--- Start of STORED ROWS ---
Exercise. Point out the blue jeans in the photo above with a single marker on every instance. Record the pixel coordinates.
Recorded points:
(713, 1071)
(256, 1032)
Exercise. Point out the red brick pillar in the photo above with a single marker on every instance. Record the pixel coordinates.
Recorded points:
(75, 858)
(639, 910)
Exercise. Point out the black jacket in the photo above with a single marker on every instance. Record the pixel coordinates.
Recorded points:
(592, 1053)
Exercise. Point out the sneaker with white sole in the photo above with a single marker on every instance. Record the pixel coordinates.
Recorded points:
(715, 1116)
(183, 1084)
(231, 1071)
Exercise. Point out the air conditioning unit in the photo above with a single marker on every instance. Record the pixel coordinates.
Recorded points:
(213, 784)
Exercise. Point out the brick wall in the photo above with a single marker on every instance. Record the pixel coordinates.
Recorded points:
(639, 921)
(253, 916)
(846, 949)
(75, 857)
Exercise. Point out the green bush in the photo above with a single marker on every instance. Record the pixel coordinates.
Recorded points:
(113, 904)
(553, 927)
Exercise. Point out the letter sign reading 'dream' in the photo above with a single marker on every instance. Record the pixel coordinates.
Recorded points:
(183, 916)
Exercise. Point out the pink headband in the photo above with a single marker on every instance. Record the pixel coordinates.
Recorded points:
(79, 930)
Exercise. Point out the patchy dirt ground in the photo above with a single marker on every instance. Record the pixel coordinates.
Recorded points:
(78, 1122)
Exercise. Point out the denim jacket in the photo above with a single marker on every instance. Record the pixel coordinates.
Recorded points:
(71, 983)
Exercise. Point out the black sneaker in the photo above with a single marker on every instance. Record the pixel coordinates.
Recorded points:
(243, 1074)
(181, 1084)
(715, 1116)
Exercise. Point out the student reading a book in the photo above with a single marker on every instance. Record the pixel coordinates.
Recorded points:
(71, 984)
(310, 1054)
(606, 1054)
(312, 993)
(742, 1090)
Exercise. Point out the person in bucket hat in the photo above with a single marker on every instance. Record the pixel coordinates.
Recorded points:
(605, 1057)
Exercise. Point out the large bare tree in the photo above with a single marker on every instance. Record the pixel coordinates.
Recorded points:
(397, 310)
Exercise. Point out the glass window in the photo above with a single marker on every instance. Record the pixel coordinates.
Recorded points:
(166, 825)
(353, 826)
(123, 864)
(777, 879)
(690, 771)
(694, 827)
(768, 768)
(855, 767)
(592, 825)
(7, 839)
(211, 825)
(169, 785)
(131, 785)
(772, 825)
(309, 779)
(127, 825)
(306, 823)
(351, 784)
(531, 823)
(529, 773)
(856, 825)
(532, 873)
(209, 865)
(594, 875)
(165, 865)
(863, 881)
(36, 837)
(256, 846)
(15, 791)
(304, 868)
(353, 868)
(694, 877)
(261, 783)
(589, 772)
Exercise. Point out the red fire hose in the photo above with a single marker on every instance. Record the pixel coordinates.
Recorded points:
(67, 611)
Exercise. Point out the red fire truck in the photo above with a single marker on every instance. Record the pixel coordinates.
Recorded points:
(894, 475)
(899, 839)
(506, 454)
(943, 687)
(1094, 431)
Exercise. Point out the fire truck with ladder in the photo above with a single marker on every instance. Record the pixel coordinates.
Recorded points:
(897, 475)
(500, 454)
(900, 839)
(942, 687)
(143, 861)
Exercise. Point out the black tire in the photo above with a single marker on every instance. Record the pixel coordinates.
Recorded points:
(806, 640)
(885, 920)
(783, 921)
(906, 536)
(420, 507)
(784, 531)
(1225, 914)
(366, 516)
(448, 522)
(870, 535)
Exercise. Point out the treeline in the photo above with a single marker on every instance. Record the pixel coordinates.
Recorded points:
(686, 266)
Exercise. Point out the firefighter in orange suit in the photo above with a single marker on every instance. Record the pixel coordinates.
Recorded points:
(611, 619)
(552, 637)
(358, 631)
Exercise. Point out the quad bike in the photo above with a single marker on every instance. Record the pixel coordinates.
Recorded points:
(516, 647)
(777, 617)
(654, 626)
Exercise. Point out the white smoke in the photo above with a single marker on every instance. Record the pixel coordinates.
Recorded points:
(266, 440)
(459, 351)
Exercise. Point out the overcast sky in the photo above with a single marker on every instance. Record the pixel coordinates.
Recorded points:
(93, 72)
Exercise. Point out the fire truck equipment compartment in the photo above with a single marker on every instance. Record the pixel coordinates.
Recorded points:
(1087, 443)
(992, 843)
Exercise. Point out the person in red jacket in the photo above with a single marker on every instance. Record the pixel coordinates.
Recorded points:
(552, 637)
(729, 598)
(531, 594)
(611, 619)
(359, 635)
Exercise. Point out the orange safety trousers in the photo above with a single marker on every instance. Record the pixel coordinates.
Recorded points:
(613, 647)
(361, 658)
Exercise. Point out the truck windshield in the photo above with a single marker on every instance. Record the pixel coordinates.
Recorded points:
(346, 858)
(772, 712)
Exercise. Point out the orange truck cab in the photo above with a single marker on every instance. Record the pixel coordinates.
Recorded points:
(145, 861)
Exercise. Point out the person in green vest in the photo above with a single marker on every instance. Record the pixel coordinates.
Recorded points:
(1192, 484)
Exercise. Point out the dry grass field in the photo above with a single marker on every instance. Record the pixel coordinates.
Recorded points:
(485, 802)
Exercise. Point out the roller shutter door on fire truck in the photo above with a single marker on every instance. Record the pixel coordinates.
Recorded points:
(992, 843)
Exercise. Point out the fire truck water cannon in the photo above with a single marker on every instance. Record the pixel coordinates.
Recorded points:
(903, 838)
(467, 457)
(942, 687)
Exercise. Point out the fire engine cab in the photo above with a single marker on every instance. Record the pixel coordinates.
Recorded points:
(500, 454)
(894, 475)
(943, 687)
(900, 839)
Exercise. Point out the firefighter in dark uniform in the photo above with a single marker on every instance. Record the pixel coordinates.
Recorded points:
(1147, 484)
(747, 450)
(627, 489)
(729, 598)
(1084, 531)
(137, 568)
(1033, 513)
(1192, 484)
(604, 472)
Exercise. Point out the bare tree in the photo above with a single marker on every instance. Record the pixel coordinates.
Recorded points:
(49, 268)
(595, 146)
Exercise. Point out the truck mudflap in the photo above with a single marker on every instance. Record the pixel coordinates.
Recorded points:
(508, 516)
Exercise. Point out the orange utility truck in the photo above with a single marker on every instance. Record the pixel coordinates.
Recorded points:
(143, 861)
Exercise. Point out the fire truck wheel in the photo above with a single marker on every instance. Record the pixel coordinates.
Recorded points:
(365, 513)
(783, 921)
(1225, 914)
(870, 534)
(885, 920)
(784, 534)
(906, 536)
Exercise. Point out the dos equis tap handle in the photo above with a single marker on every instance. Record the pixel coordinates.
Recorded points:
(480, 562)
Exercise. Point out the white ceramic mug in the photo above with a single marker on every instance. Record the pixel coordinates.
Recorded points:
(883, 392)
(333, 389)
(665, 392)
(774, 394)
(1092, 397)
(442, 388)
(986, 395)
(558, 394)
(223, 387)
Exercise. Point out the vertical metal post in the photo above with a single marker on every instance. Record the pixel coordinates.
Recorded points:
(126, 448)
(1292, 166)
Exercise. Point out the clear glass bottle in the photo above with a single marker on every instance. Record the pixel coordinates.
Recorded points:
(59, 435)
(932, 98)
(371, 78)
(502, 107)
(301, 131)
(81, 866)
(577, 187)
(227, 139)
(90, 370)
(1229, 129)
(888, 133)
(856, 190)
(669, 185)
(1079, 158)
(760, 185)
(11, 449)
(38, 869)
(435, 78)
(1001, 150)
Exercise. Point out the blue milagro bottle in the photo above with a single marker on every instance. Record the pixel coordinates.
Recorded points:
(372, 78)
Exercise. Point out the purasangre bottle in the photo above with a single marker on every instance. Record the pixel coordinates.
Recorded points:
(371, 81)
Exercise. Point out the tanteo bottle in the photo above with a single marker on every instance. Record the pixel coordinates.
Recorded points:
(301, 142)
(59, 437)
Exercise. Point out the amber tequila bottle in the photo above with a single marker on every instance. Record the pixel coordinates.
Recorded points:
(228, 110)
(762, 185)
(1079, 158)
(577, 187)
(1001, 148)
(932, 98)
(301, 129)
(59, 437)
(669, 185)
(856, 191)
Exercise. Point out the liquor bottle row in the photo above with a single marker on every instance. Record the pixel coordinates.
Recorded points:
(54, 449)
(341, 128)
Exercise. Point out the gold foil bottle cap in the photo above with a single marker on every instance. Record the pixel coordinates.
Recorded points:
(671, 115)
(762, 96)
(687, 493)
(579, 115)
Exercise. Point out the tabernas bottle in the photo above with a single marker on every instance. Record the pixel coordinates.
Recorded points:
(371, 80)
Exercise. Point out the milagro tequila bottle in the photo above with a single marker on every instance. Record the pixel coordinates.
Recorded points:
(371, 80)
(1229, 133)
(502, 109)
--- End of STORED ROWS ---
YOUR GOAL ▸
Quote the lines from the one containing "Exercise. Point out the tabernas" through the end of the records, both ends included and character for character.

WRITTEN RESPONSE ▸
Exercise. Point out the tabernas bottle in the photo above with a single marker on every instance. Record the pixel coordinates.
Recorded points:
(371, 80)
Exercise. Point out the milagro tequila bottle in the photo above with a single marker on every instance. Record the pixel coordinates.
Recorded points:
(371, 80)
(1229, 133)
(502, 109)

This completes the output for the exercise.